- _ACTIVITY_
An exact copy of the entries is needed, with every line included.
== Segment start ==
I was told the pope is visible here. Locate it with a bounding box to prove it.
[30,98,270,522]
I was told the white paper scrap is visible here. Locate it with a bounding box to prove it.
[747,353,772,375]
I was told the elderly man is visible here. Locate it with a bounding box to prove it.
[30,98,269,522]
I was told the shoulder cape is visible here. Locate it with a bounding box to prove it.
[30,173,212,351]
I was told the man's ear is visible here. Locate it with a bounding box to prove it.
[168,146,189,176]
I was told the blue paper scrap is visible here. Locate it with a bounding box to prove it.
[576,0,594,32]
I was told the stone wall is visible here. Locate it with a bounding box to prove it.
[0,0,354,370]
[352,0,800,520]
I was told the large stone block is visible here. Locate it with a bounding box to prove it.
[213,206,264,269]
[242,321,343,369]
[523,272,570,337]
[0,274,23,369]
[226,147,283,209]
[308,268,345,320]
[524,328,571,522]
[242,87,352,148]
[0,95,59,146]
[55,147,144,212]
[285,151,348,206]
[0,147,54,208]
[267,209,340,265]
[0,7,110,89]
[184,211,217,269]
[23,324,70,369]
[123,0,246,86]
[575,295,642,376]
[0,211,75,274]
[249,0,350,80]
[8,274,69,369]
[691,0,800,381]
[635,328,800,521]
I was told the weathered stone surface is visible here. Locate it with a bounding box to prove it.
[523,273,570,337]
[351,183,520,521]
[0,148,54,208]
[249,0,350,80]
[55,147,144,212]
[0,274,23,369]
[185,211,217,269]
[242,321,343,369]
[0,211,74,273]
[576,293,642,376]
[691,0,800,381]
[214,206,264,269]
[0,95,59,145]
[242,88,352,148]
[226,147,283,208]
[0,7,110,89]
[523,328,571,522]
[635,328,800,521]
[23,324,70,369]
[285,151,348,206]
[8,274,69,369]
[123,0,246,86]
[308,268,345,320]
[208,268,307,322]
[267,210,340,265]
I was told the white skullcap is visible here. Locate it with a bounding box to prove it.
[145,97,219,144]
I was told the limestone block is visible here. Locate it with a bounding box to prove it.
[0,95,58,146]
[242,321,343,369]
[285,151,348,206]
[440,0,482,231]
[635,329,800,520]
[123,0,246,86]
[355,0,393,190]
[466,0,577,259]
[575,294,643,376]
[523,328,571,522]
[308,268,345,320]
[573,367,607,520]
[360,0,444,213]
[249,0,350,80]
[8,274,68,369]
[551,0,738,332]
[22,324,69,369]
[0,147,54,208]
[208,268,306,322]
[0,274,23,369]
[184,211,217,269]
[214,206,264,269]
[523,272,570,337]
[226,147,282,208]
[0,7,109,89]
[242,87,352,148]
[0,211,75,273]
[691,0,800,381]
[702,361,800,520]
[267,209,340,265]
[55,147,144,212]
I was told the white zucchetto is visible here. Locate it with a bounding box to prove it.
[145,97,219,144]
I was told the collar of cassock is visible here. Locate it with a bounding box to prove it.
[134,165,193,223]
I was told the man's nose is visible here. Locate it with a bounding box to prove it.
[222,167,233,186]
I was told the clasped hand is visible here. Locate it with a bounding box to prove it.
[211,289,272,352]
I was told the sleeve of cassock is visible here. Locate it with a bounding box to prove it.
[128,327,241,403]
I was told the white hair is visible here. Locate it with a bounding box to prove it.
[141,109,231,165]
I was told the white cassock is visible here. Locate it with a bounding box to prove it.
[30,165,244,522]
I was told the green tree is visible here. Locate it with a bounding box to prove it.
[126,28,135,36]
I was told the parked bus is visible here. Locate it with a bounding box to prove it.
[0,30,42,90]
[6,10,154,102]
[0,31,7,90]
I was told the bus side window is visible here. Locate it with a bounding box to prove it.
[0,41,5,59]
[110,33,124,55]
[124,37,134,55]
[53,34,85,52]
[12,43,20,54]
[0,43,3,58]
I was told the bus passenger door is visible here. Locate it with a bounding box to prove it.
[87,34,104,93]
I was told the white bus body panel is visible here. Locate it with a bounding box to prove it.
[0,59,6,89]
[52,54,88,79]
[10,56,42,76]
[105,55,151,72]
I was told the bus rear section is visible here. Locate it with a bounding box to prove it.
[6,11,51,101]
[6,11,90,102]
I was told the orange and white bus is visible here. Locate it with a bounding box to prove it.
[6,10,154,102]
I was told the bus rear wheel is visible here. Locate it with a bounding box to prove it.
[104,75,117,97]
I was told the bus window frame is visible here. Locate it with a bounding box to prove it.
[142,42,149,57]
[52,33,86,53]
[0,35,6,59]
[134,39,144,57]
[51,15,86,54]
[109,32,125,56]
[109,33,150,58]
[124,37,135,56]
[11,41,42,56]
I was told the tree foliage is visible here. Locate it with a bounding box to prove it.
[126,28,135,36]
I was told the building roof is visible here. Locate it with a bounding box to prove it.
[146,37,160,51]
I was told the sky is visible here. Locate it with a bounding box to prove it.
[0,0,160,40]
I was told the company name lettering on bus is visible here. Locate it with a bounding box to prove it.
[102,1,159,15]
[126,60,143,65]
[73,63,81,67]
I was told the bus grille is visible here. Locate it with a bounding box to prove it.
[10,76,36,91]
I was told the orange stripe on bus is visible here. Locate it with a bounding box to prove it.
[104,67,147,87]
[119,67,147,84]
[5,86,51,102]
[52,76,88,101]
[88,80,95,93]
== Segment end ==
- _EXERCISE RESPONSE_
I was told the pope is visible here. Locate it with a bounding box to prove it.
[30,98,270,522]
I was told the white paper scrap is visible here. Locate it with a bounding box to prove it.
[747,353,772,375]
I was told the elderly man is visible here. Locate it with a bounding box to prove it.
[30,98,269,522]
I was told the shoulder cape is visible here. Locate it with a bounding box to prove it.
[30,173,212,351]
I was told the man's ear is visible here. Locate it with a bounding box to prove it.
[168,146,189,176]
I was told the blue paper scrap is visible here. Locate it with a bounding box to prove it.
[576,0,594,32]
I was told the stone wall is visible here. Locate it with a bounding box to prove it.
[0,0,354,370]
[352,0,800,520]
I was told the large stone block is visible here. Locate it with a bounding box to prove it.
[213,206,264,269]
[242,321,343,369]
[523,272,570,337]
[0,274,23,369]
[226,147,283,209]
[308,268,345,320]
[524,328,571,522]
[242,87,352,148]
[0,95,59,146]
[55,147,144,212]
[285,151,348,206]
[0,147,54,208]
[267,209,340,265]
[0,7,110,89]
[184,211,217,269]
[23,324,70,369]
[123,0,246,86]
[575,295,642,376]
[0,211,75,274]
[249,0,350,80]
[8,274,69,369]
[691,0,800,381]
[635,328,800,521]
I was told the weathered stone surface is visible here. Locate it with a bounding box to prove it.
[523,273,570,337]
[351,183,520,521]
[0,148,54,208]
[249,0,350,80]
[55,147,144,212]
[0,274,23,369]
[185,211,217,269]
[242,321,343,369]
[0,211,74,273]
[576,293,642,376]
[691,0,800,381]
[214,206,264,269]
[0,95,59,145]
[242,88,352,148]
[226,147,283,208]
[0,7,110,89]
[523,328,571,522]
[635,328,800,521]
[23,324,70,369]
[285,151,348,206]
[8,274,69,369]
[123,0,246,86]
[308,268,345,320]
[208,268,307,322]
[267,210,340,265]
I was told the white skullcap is visible here. Locate it with a bounding box to prove it.
[145,97,219,144]
I was told the limestone block is visible here. Locate it with a bounding box to prove it.
[0,95,58,146]
[242,321,343,369]
[285,151,348,206]
[440,0,482,231]
[635,329,800,520]
[123,0,246,86]
[355,0,393,190]
[466,0,577,259]
[575,294,643,376]
[523,328,571,522]
[308,268,345,320]
[573,367,607,520]
[360,0,444,213]
[249,0,350,80]
[8,274,68,369]
[551,0,738,332]
[22,324,69,369]
[0,147,54,208]
[208,268,306,322]
[0,274,23,369]
[184,211,217,269]
[214,206,264,269]
[523,272,570,337]
[226,147,282,208]
[0,7,109,89]
[242,87,352,148]
[0,211,75,273]
[691,0,800,381]
[702,361,800,520]
[267,209,340,265]
[55,147,144,212]
I was told the white zucchetto is visible here. Locate it with a bounding box to prove it.
[145,97,219,144]
I was told the collar of cassock is visible here. Locate it with a bounding box to prove it.
[134,165,193,223]
I was told the man's nose is visible here. Locate it with a bounding box to prove it.
[222,167,233,186]
I was told the clasped hand is visible here. Locate it with a bounding box to prove it.
[211,289,272,352]
I was told the sleeve of cassock is visible here. Locate it with a bounding box to prove it.
[128,327,241,403]
I was told the white hair is visible here. Locate it with a bounding box to prove it.
[141,109,231,165]
I was told the white cassock is visible here. Locate it with a bounding box to prove it.
[30,165,244,522]
I was told the green tree is visible here. Locate it with a bounding box to prove it.
[126,28,135,36]
I was told the parked bus is visible here. Locate it with a bounding box to prove it.
[0,30,42,90]
[6,10,154,102]
[0,31,7,90]
I was told the bus side window is visible here. Locate it with a bounding box to prove it.
[0,41,5,59]
[110,33,124,55]
[124,37,134,55]
[53,34,85,52]
[12,43,20,54]
[0,43,3,58]
I was told the bus passenger door is visible here. Locate it with a bounding box to prove it.
[87,34,104,93]
I was told the white bus body panel is visible here. Locate it with a bounding box to prove it.
[0,59,6,89]
[52,54,88,79]
[10,56,42,76]
[105,55,151,72]
I was told the bus rear section is visible here. Locate it with a bounding box to prove it.
[6,11,51,101]
[6,11,90,102]
I was told the orange and white bus is visible here. Locate it with a bounding box to prove it.
[6,10,154,102]
I was told the bus rear wheel is visible here. Locate it with a bounding box to prove it.
[104,75,117,97]
I was told the bus window frame is visible here. Locate it with a bounding box to prove it.
[142,42,149,57]
[52,33,86,53]
[0,35,6,59]
[134,39,144,57]
[51,15,86,54]
[109,32,125,56]
[109,33,150,58]
[124,37,135,56]
[11,41,42,56]
I was told the tree foliage is visible here. Locate it with a bounding box to prove it.
[126,28,135,36]
I was told the building roof is visible here. Locate it with a bounding box to prove it.
[146,37,160,51]
I was told the sky is visible here. Locate it with a bounding box to prove it.
[0,0,160,40]
I was told the company name lettering on bus is visible here. Locate it with a bounding box to prove it.
[102,1,159,15]
[126,60,143,65]
[73,63,81,67]
I was told the bus grille is visible here. Locate it with a bounding box to prove it.
[10,76,36,91]
I was told the orange stripe on bus is visible here. Locate it with a bounding box to prove it.
[104,67,147,87]
[119,67,147,84]
[5,86,51,102]
[52,76,88,101]
[88,80,95,93]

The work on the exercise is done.